-- BEGIN --
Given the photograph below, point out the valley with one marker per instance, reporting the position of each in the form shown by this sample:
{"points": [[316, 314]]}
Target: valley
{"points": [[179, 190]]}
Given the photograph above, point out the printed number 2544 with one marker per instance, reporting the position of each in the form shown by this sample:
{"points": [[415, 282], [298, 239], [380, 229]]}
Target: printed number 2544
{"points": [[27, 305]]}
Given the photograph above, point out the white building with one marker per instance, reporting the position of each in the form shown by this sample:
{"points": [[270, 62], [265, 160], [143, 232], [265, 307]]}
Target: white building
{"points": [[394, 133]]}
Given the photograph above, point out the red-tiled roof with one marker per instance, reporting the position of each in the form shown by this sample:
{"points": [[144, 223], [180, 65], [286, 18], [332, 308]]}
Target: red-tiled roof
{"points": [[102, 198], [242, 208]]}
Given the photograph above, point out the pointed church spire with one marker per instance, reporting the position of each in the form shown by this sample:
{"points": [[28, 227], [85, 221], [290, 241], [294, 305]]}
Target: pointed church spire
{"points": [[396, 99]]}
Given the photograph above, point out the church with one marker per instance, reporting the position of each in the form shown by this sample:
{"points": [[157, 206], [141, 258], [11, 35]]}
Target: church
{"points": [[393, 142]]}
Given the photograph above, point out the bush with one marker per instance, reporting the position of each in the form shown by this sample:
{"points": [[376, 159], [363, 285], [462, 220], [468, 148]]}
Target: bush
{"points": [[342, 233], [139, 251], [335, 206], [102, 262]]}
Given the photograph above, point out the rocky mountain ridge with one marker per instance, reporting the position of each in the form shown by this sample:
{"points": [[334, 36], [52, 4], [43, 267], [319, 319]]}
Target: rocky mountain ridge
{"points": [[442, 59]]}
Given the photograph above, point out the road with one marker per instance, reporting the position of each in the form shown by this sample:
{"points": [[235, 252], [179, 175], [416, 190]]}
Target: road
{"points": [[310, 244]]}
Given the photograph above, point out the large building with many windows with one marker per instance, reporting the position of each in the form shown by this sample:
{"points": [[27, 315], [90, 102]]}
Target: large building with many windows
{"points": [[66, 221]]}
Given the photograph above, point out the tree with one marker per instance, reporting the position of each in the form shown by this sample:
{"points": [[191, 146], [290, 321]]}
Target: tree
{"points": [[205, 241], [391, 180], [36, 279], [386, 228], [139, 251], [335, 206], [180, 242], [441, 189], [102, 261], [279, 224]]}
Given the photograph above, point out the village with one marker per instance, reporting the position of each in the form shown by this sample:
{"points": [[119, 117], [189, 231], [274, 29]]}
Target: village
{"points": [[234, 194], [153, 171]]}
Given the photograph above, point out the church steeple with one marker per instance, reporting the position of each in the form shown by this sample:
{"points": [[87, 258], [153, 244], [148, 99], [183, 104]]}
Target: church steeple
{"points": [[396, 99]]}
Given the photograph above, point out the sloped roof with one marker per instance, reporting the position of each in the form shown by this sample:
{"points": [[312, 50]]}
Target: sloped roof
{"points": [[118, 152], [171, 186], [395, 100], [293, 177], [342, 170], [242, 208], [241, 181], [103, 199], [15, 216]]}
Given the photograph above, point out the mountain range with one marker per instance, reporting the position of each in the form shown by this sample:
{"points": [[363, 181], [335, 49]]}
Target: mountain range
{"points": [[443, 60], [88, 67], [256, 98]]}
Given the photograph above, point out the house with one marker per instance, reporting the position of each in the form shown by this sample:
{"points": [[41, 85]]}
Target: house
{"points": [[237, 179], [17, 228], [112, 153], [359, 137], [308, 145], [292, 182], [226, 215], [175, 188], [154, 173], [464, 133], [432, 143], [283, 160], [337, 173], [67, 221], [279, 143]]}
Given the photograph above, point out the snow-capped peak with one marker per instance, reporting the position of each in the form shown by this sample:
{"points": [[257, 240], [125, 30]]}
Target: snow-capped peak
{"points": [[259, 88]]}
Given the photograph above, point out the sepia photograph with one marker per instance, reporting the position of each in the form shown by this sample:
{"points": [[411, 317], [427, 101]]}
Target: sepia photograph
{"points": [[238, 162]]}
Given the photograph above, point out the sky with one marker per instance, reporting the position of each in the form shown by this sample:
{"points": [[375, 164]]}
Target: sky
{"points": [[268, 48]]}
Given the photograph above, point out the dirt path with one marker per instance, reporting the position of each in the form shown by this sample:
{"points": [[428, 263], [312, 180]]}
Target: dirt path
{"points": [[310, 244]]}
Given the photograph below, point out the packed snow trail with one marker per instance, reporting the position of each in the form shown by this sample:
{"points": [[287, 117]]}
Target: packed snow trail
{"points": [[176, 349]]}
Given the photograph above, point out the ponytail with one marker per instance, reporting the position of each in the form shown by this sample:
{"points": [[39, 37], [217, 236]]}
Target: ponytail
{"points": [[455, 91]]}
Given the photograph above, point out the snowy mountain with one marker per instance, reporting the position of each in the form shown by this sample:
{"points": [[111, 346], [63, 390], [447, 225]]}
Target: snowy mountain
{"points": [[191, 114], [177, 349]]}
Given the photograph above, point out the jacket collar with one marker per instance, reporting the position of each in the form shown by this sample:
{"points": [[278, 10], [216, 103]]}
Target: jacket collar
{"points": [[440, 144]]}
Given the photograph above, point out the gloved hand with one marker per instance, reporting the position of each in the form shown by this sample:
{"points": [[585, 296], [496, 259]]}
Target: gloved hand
-- END --
(Set exercise) Repeat the lines of the material from the one containing "Given the photograph above, point out the snowy" through the end of the material, inclusive, switching "jacket collar" to "coat collar" and leaving everything else as it is.

(Finished answer)
Given the photograph above, point out the snowy mountain with one marker per instance, reporting the position of each in the form shown by this sample:
{"points": [[111, 346], [63, 390], [447, 225]]}
Target: snowy mountain
{"points": [[191, 114], [177, 349]]}
Given the photograph above, point out the coat collar with one marker per instance, reporting the position of each in the form shown by this sample:
{"points": [[278, 10], [216, 103]]}
Target: coat collar
{"points": [[440, 144]]}
Given the photograph above, point out the gloved hand with one marker per instance, reporting the position of each in the form shown by this sample:
{"points": [[585, 296], [496, 259]]}
Target: gloved hand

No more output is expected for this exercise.